─── DOCUMENT EXTRACT

Posted October 29th, 2008 by woodieThanks for your post Robb- about time that II/IL addressed the real issues out there. Seven years ago I asked Ken what his top 3 priorities for an address to the WEF at Davos would be (given he was invited a number of times), and I got a "no comment" kind of response. Then, when Don Beck insisted W was a "yellow" thinker, I realised that the Wizard was back in Oz. Wow, amazing that a "yellow" thinker can create such a gigantic mess, not only for the US but globally. If that is integral, give me Frank Zappa for President- at least we would have laughed a little harder more often.

──────
─── PROVIDED DATA

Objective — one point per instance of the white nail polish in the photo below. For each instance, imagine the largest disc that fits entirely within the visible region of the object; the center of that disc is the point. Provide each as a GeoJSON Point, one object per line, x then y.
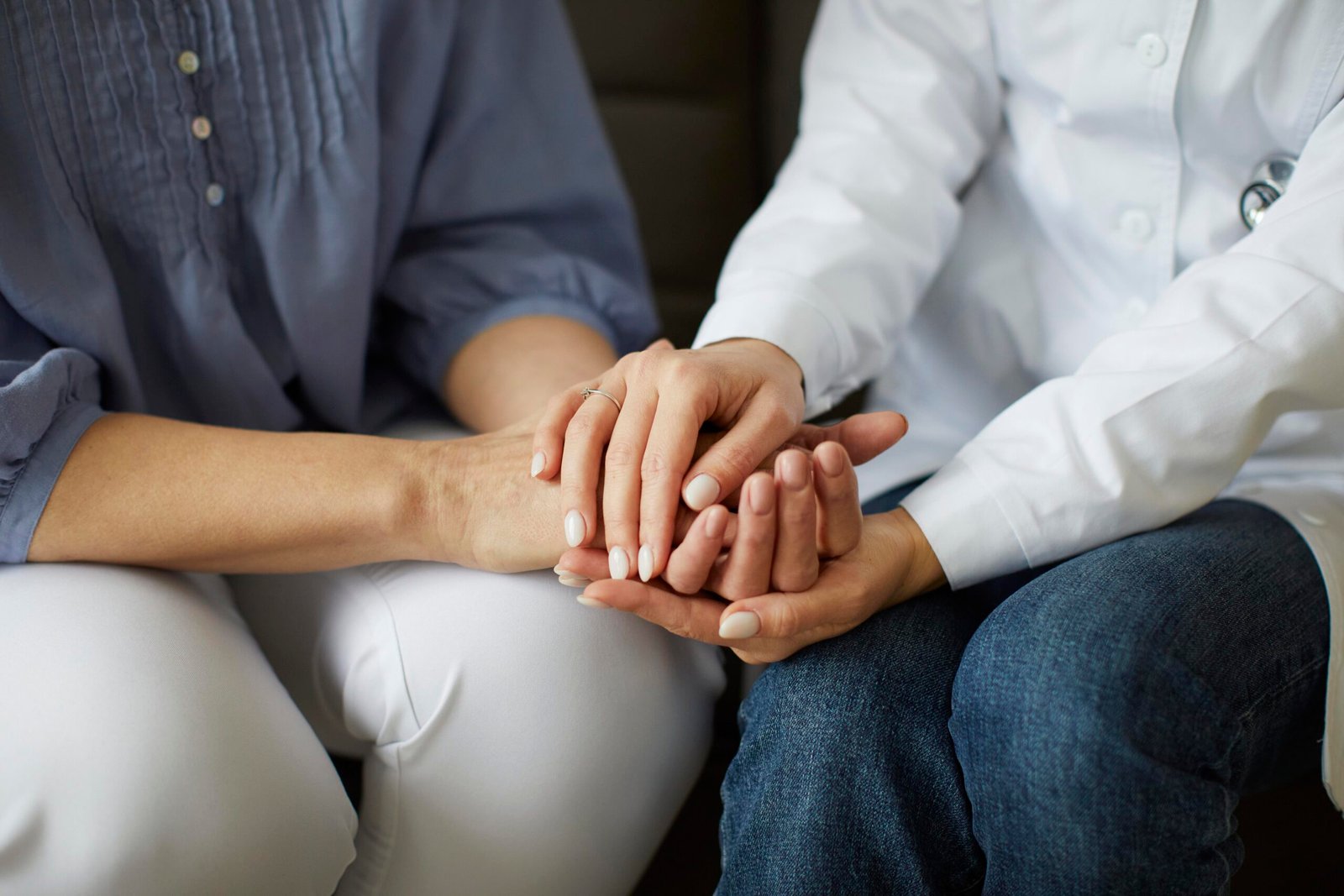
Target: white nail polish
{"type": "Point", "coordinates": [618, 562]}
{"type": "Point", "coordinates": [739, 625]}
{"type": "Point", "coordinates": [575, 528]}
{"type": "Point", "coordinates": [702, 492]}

──────
─── PROVIDED DATA

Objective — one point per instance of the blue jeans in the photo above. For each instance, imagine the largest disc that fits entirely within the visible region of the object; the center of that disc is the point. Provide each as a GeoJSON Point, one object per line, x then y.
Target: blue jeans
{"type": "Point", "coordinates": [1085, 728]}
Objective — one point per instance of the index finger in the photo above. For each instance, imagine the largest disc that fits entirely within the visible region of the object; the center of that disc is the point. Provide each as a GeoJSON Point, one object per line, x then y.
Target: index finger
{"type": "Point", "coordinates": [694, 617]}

──────
─── PROVIDED DATA

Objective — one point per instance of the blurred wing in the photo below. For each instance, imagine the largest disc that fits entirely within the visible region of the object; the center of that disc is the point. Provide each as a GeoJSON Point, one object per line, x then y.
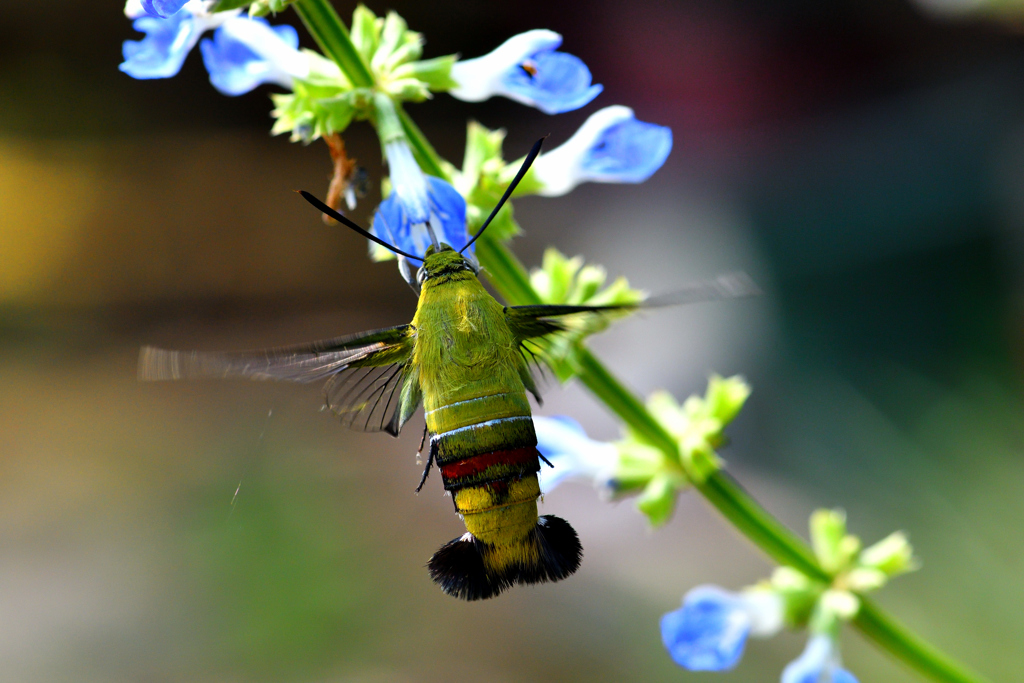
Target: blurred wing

──────

* [TO DO] According to the comment posted by woodie, how many years earlier had the writer asked Ken about his top 3 priorities for an address to the WEF at Davos?

* [ANSWER AREA] Seven years earlier.